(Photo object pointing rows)

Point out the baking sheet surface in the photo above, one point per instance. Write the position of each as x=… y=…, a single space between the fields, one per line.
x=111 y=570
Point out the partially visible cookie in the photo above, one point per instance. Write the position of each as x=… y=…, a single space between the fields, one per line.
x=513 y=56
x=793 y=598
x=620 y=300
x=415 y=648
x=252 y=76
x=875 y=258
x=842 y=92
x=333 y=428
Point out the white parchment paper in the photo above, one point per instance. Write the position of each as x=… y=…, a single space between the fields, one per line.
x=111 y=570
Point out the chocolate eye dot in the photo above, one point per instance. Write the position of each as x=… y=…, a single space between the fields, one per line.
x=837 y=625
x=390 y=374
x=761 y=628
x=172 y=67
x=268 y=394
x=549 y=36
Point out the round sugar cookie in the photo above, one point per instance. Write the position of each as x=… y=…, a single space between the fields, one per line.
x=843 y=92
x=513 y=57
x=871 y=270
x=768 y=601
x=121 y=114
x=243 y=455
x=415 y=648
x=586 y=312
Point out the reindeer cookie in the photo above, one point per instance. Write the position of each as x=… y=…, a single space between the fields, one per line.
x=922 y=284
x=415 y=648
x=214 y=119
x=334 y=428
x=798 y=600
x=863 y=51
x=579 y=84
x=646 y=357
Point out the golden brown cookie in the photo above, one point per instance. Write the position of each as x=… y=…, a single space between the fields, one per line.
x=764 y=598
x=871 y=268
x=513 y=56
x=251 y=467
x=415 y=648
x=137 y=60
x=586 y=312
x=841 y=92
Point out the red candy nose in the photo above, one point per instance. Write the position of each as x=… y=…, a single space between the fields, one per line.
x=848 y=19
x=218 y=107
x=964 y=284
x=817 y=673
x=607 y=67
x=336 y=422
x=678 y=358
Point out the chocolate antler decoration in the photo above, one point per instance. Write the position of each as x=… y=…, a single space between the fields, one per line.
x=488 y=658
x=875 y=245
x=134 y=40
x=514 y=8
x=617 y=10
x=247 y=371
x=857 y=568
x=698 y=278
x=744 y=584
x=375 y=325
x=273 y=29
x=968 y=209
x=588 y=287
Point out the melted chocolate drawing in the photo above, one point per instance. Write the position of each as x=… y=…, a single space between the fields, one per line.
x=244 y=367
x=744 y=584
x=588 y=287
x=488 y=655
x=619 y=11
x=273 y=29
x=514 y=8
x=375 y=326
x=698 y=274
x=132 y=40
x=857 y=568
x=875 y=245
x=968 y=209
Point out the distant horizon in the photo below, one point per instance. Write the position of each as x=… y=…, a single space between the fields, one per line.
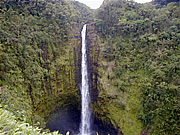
x=94 y=4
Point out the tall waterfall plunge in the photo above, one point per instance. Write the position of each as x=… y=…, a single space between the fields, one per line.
x=85 y=126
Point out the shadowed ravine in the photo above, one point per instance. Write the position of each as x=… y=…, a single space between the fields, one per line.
x=81 y=122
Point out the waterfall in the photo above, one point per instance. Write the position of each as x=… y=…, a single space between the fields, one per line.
x=85 y=126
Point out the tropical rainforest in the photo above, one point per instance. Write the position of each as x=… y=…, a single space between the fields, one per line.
x=134 y=58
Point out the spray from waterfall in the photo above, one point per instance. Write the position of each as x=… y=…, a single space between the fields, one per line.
x=85 y=126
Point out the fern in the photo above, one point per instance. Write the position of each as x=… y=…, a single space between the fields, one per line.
x=10 y=126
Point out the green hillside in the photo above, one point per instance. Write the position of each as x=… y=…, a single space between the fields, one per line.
x=134 y=64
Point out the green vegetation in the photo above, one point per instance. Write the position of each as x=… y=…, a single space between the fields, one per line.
x=140 y=66
x=12 y=125
x=37 y=62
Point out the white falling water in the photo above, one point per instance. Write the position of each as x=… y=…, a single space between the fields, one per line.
x=85 y=127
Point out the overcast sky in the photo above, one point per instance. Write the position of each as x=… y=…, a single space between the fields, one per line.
x=94 y=4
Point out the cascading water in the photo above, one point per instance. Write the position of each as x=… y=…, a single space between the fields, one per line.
x=85 y=126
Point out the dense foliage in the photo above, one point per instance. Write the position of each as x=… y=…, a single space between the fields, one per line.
x=141 y=65
x=37 y=72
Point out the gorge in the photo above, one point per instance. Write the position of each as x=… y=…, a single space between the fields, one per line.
x=130 y=64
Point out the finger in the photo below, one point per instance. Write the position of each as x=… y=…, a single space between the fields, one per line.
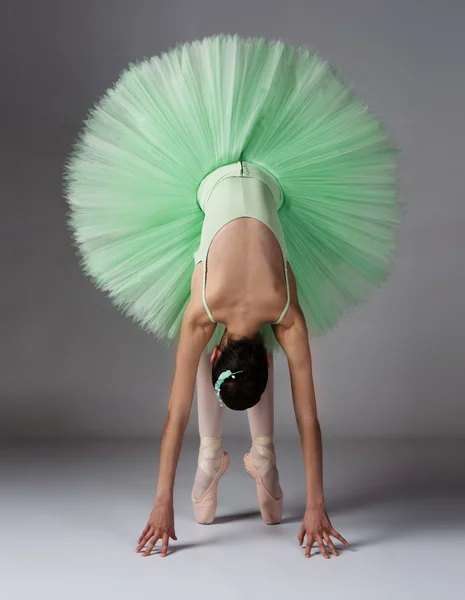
x=147 y=527
x=308 y=549
x=330 y=544
x=164 y=545
x=151 y=544
x=339 y=537
x=144 y=540
x=323 y=550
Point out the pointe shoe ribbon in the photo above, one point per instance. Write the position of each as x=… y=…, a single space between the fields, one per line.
x=271 y=508
x=205 y=506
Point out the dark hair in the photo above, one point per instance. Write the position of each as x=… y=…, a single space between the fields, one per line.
x=247 y=354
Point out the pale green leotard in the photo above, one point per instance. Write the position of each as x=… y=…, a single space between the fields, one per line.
x=239 y=190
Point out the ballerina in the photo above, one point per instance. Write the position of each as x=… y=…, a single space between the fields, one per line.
x=256 y=159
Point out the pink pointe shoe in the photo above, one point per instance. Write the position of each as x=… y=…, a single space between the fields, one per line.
x=205 y=506
x=270 y=508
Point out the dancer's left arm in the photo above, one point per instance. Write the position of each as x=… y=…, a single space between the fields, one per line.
x=316 y=524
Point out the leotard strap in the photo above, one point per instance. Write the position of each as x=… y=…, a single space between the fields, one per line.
x=204 y=283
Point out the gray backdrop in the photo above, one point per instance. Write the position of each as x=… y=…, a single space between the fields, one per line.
x=71 y=365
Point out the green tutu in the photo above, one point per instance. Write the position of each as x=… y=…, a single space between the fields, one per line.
x=131 y=179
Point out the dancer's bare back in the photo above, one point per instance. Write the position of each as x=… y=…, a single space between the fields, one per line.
x=245 y=276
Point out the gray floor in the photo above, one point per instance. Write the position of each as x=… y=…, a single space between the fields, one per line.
x=71 y=514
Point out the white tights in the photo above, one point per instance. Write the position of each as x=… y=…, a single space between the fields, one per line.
x=261 y=424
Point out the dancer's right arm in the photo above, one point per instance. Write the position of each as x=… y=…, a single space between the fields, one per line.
x=192 y=341
x=193 y=338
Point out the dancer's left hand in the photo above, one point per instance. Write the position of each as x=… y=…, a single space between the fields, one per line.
x=317 y=527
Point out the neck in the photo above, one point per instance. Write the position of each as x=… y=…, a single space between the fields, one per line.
x=243 y=328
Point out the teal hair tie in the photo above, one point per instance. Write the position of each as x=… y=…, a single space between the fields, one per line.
x=223 y=376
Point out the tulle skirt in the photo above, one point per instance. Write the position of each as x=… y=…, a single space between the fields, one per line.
x=132 y=176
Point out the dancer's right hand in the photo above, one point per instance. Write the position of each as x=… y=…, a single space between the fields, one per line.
x=159 y=526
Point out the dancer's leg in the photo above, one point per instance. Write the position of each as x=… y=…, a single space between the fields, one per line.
x=261 y=423
x=210 y=428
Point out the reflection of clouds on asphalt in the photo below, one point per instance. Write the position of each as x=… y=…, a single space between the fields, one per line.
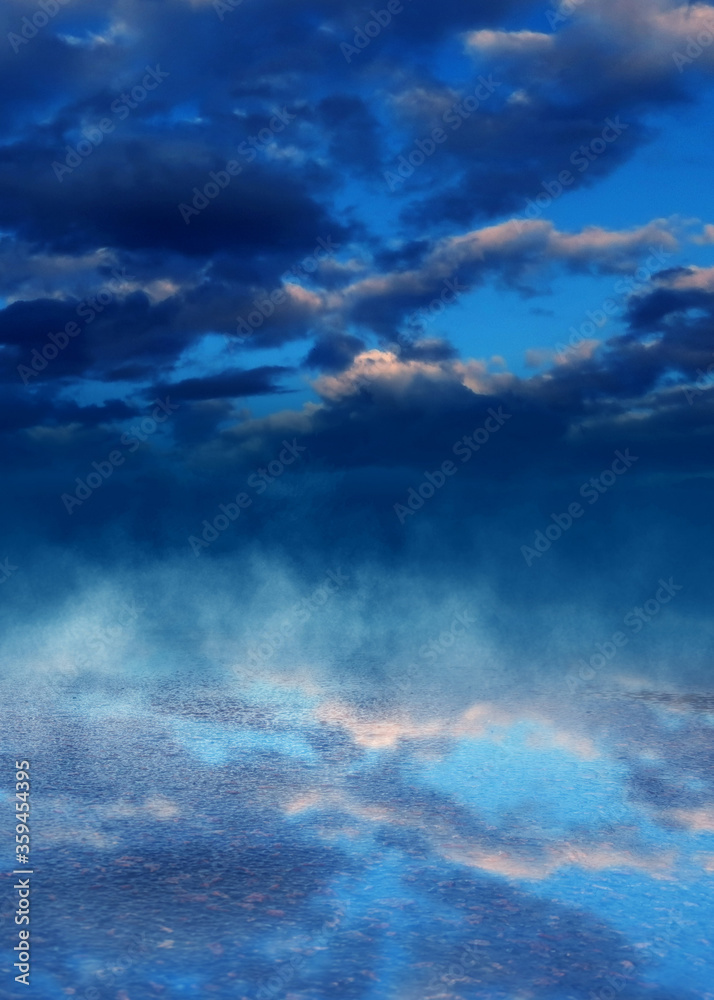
x=529 y=852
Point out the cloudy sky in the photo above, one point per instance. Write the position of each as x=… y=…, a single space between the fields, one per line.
x=358 y=362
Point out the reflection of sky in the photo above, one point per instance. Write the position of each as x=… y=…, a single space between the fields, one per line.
x=538 y=854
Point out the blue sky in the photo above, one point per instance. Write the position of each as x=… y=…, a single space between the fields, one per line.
x=357 y=395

_To be done_. Output all of the rows above word for word, leaving out the pictures.

_Worked solution_.
Point out the baking sheet surface in the photo above, one point per instance. Write the position of each as x=… y=…, a single space between the fields, one per line.
x=111 y=570
Point out the partially visible cookie in the photo above, one point per instance. Write the position of each as x=… y=…, a single space between the fields, one per line.
x=513 y=56
x=793 y=598
x=620 y=300
x=415 y=648
x=252 y=76
x=875 y=258
x=842 y=92
x=333 y=428
Point out the white parchment paper in the photo above, one point per instance. Write the position of each as x=… y=…, a single space between the fields, one per line.
x=111 y=570
Point out the chocolate eye dot in the photo above, one point per instance. Write the position of each as x=… y=…, a single space between the fields, one per line.
x=837 y=625
x=390 y=374
x=761 y=628
x=172 y=67
x=268 y=394
x=549 y=36
Point out the round sugar cookie in the photo above, one point per instance. Write the position of each as x=… y=…, a single space between the fields, one per line.
x=843 y=92
x=513 y=57
x=871 y=270
x=768 y=601
x=121 y=114
x=243 y=455
x=415 y=648
x=586 y=312
Point out the reindeer cookie in the photo above, one point per instance. Write the position of each as x=… y=…, a single space between the fields, one per line.
x=922 y=284
x=415 y=648
x=214 y=119
x=334 y=428
x=798 y=600
x=863 y=51
x=579 y=84
x=646 y=357
Point out the golden brown cookie in the photo above, one point per instance. Write the position of each as x=… y=…, a single space between the fields, one per line.
x=764 y=598
x=871 y=268
x=513 y=56
x=251 y=467
x=415 y=648
x=137 y=60
x=586 y=312
x=841 y=92
Point out the red candy nose in the photo above, one point per instance. Write the position of each as x=… y=…, a single space between the fields, one per line.
x=848 y=19
x=218 y=107
x=964 y=284
x=817 y=673
x=607 y=67
x=336 y=422
x=678 y=358
Point out the chocolate antler decoration in the photo above, one point per instance. Write the position of each as x=… y=…, a single space between the fields, one per line.
x=488 y=658
x=875 y=245
x=134 y=40
x=514 y=8
x=617 y=10
x=247 y=371
x=857 y=568
x=698 y=278
x=744 y=584
x=375 y=325
x=273 y=29
x=968 y=209
x=588 y=287
Point out the melted chocolate drawing in the photo above, one point per instance. Write the position of each as x=… y=…, a single space between the fields, one per line.
x=244 y=367
x=744 y=584
x=588 y=287
x=488 y=655
x=619 y=11
x=273 y=29
x=514 y=8
x=375 y=326
x=698 y=274
x=132 y=40
x=857 y=568
x=875 y=245
x=968 y=209
Point out the distant horizon in the photo below, one point per instance. Write the position of each as x=… y=…, a single space between the fields, one per line.
x=94 y=4
Point out the tall waterfall plunge in the photo above, one point per instance. Write the position of each as x=… y=…, a single space between the fields, one per line.
x=85 y=126
Point out the shadowed ravine in the photo above, one point per instance. Write the position of each as x=… y=…, a single space between the fields, one per line.
x=81 y=122
Point out the waterfall in the photo above, one point per instance. Write the position of each as x=… y=…, a single space between the fields, one per line.
x=85 y=126
Point out the tropical rainforest in the photo above, one point per instance. Write the position of each as x=… y=…, a single space between the fields, one per line.
x=134 y=58
Point out the spray from waterfall in the photo above, one point per instance. Write the position of each as x=… y=…, a single space between the fields, one per line.
x=85 y=126
Point out the fern in the photo above, one point per instance. Write the position of each as x=… y=…, a single space between the fields, one per line.
x=10 y=126
Point out the green hillside in the photo above, one point per instance. Write the position of each as x=… y=…, a single space between the fields, one per line.
x=134 y=64
Point out the green vegetation in the photo above, one point per instance. Write the position of each as x=… y=…, a single space between the fields, one per line.
x=140 y=66
x=12 y=125
x=37 y=62
Point out the white falling water in the photo above, one point per instance. Write the position of each as x=… y=…, a single space between the fields, one per line.
x=85 y=127
Point out the overcast sky in the photo above, one point per instance. Write the position of each as x=… y=…, a single space between the fields, one per line.
x=94 y=4
Point out the cascading water in the photo above, one point per instance. Write the position of each as x=… y=…, a single space between the fields, one per line.
x=85 y=126
Point out the dense foliage in the photo above, one point per instance. Write the position of each as x=… y=…, a single space between the fields, one per line.
x=141 y=65
x=37 y=72
Point out the gorge in the photo above, one point per instance. Write the position of each as x=… y=…, a single space between the fields, one per line.
x=130 y=64
Point out the finger in the photo below, one point per instance. Write the position of each as x=… y=…, a single space between the fields, one per line.
x=147 y=527
x=308 y=549
x=330 y=544
x=164 y=545
x=151 y=544
x=339 y=537
x=144 y=540
x=323 y=550
Point out the pointe shoe ribbon in the photo above, one point per instance. Write the position of each as x=… y=…, a single space between the fields, one per line.
x=271 y=508
x=205 y=506
Point out the dark hair in the photo above, one point per instance. Write the position of each as x=… y=…, a single space between the fields, one per line.
x=247 y=354
Point out the pale green leotard in the photo above, one point per instance. Write the position of each as x=… y=…, a single space between the fields, one per line.
x=239 y=190
Point out the ballerina in the photo above, one point per instance. Write the position of each as x=… y=…, a single space between the fields, one per line.
x=256 y=159
Point out the pink pointe shoe in the photo above, one point per instance. Write the position of each as x=… y=…, a single space between the fields, one per line.
x=205 y=506
x=270 y=508
Point out the dancer's left arm in the photo above, one point per instance. Write the position of each as x=… y=…, a single space between the fields, one per line.
x=316 y=524
Point out the leotard strap in the photo above, one point per instance. Write the position of each as x=… y=…, a single space between the fields, one per line.
x=204 y=283
Point out the gray backdrop in the photo above, one point per instance. Write the position of each as x=… y=…, a single space between the fields, one per line.
x=71 y=365
Point out the green tutu in the photo above, one point per instance. Write the position of each as x=… y=…, a single space between the fields, one per line.
x=131 y=179
Point out the dancer's bare back in the photo above, one point per instance. Write the position of each as x=… y=…, a single space between the fields, one per line.
x=245 y=276
Point out the gray floor in the photo above, one point per instance. Write the position of each as x=… y=…, a single space between the fields, one per line.
x=71 y=514
Point out the white tights in the photo above, one point per instance. Write the position of each as x=… y=…, a single space between the fields, one per line.
x=261 y=424
Point out the dancer's right arm in the photo above, one point per instance. Write the position of each as x=… y=…, a single space between the fields, one per line.
x=192 y=341
x=193 y=338
Point out the dancer's left hand in the photo above, one point per instance. Write the position of each as x=… y=…, a single space between the fields, one per line.
x=317 y=527
Point out the neck in the photo above, one point per instance. Write the position of each as x=… y=…, a single space between the fields, one per line.
x=243 y=328
Point out the teal hair tie in the photo above, one point per instance. Write the position of each as x=… y=…, a single space between the fields, one per line.
x=223 y=376
Point out the tulle skirt in the photo above, one point per instance. Write the position of each as x=… y=…, a single space between the fields, one per line.
x=132 y=176
Point out the dancer's right hand in the photo above, one point per instance. Write the position of each as x=… y=…, a single space between the fields, one per line.
x=159 y=526
Point out the dancer's leg in the photo above, one point per instance. Write the position of each as x=… y=…, a single space between the fields, one per line.
x=261 y=423
x=210 y=428
Point out the reflection of clouds on asphalt in the photo below, one point per instance. Write the position of each as x=… y=…, a single space between the fields, one per line.
x=529 y=852
Point out the cloudy sky in the photo above, one point per instance. Write the position of each as x=… y=…, a single space between the fields, one per line.
x=358 y=362
Point out the reflection of sky in the photo above, one point per instance. Write the position of each as x=… y=…, a single space between the fields, one per line.
x=538 y=854
Point out the blue sky in the photo above, one point per instance. Write the position of each as x=… y=…, a single space between the fields, one per line.
x=357 y=395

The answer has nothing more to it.